Texto del documento:

┌──

Cotidianidades... 219

Cuando descubrí un paquete de cartas sobre la mesa, se me ocurrió contar que por varios lustros he practicado trucos de magia con naipes. Al escucharme, Toño, un niño de ocho años, me retó a demostrar que mis palabras eran ciertas.
No me hice del rogar y convoqué las miradas de más testigos. Las cartas no tenían una forma regular, lo que dificultaba maniobrar con ellas. Sin embargo, recordé un par de ejercicios que venían bien para el momento y para ese paquete de barajas en especial, y puse lo mejor de mí con tal de impresionar a mi público.
El esfuerzo valió la pena, Toño y los otros espectadores me pagaron con francos gestos de sorpresa, e incluso el niño llamó a su papá para contarle el milagro que acababa de ocurrir ante sus ojos.
Poco después Toño recuperó la serenidad y, como suele suceder en muchas ocasiones con la magia, buscó hasta encontrar una explicación al truco.
—Ya sé cómo me engañaste —me dijo de pronto—. Fue con tus palabras. Me contaste muchas cosas para confundirme y que yo no viera lo que hacías con las manos. En tus palabras estaba el truco.
Sin pensarlo mucho le di la razón. Creo que todavía pretendí decirle algo más, pero temas nuevos tomaron por asalto la mesa y la charla derivó hacia asuntos más realistas, al mismo tiempo que los niños armaban otro juego y dejaban en el pasado lo de la magia.
De cualquier forma, estuve dándole vueltas a las palabras del niño durante un largo rato. Algo ahí me había chocado, aunque no sabía qué.
Finalmente encontré la respuesta: no quedé conforme de haber aceptado como cierta su explicación, pues eso implicaba dejarlo con una premisa falsa; porque en la magia como en la vida, si bien las verdades y los engaños a veces se evidencian a través de las palabras, lo más común es que se descubran por las acciones.

└──

Retos:
1. Copia, una por línea, todas las oraciones que Toño pronuncia en estilo directo en la crónica sobre el truco de naipes.
2. Prolonga la crónica sobre el truco de naipes a partir de su última oración.
El material que aparece a continuación no interviene en ninguna de estas tareas.

Datos disponibles:
┌──

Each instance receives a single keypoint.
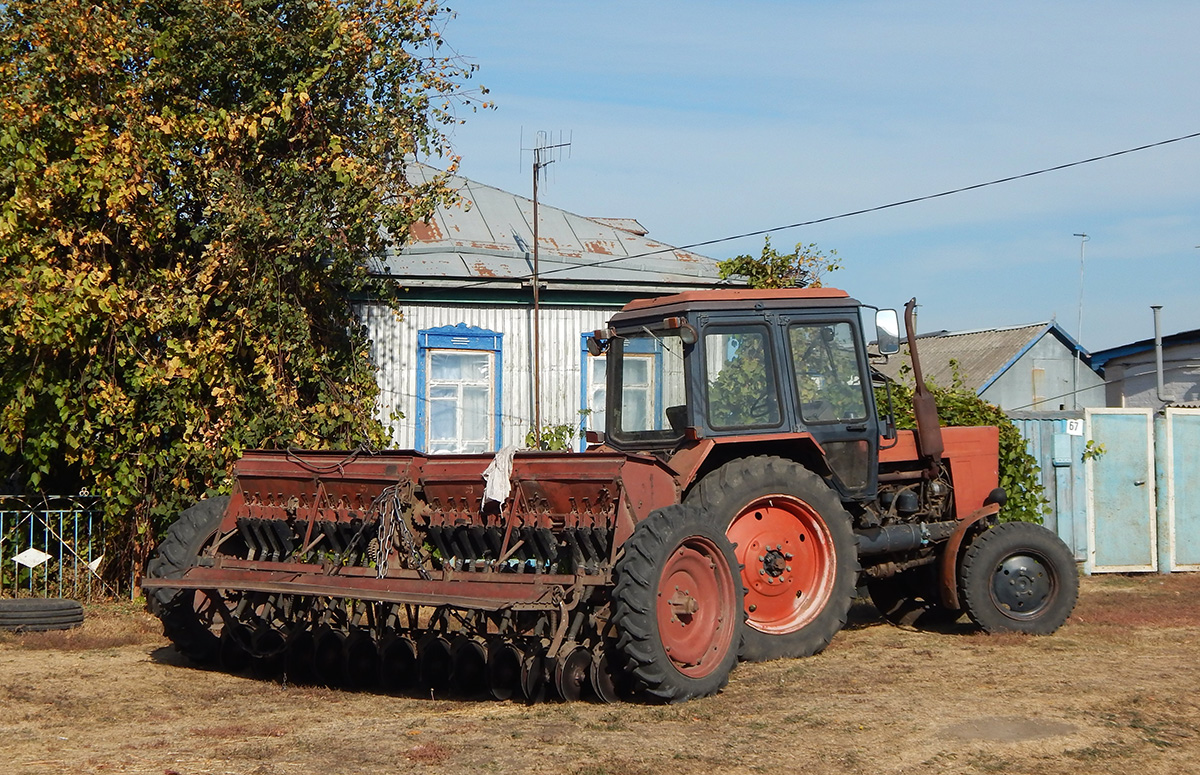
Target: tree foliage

└──

Respuestas esperadas:
1.
Ya sé cómo me engañaste.
Fue con tus palabras.
Me contaste muchas cosas para confundirme y que yo no viera lo que hacías con las manos.
En tus palabras estaba el truco.

2.
En mi defensa y para calmar mi conciencia, argumenté que finalmente de eso se trata el ilusionismo, de engañar al espectador así sea con las florituras verbales para, de ser posible, regalarle un momento mágico.
Pero —y este “pero” al final de cuentas me resultó pesado— cuando se realizan trucos de magia desde el principio hay un acuerdo fundamental entre ilusionista y espectador: el primero intentará engañar al segundo para asombrarlo. Si lo logra, si lo convence con su acto, si es capaz de escamotearle la realidad, entonces habrá cumplido con el acuerdo. En ese caso puede decirse que la mentira perpetra una verdad.
En cambio yo, además de sorprender al niño con el truco —que era el compromiso—, lo engañé al aceptar como cierta su explicación. Y no me gusta la idea de haber ayudado a que mi joven amigo intente aprehender el mundo únicamente a través del análisis de los discursos, sino que debí invitarlo a abarcar con su mirada y capacidad crítica un contexto más amplio, considerando las acciones, las intenciones, las complejidades.
Sólo fueron un par de trucos, sólo se trató de un acto que duró menos de diez minutos, sólo era un juego; pero también era una oportunidad para invitar a ver un poco más allá de lo inmediato, a explorar qué hay detrás del palabrerío, porque de aquellos que se conforman con sólo esto último, ya tenemos demasiados.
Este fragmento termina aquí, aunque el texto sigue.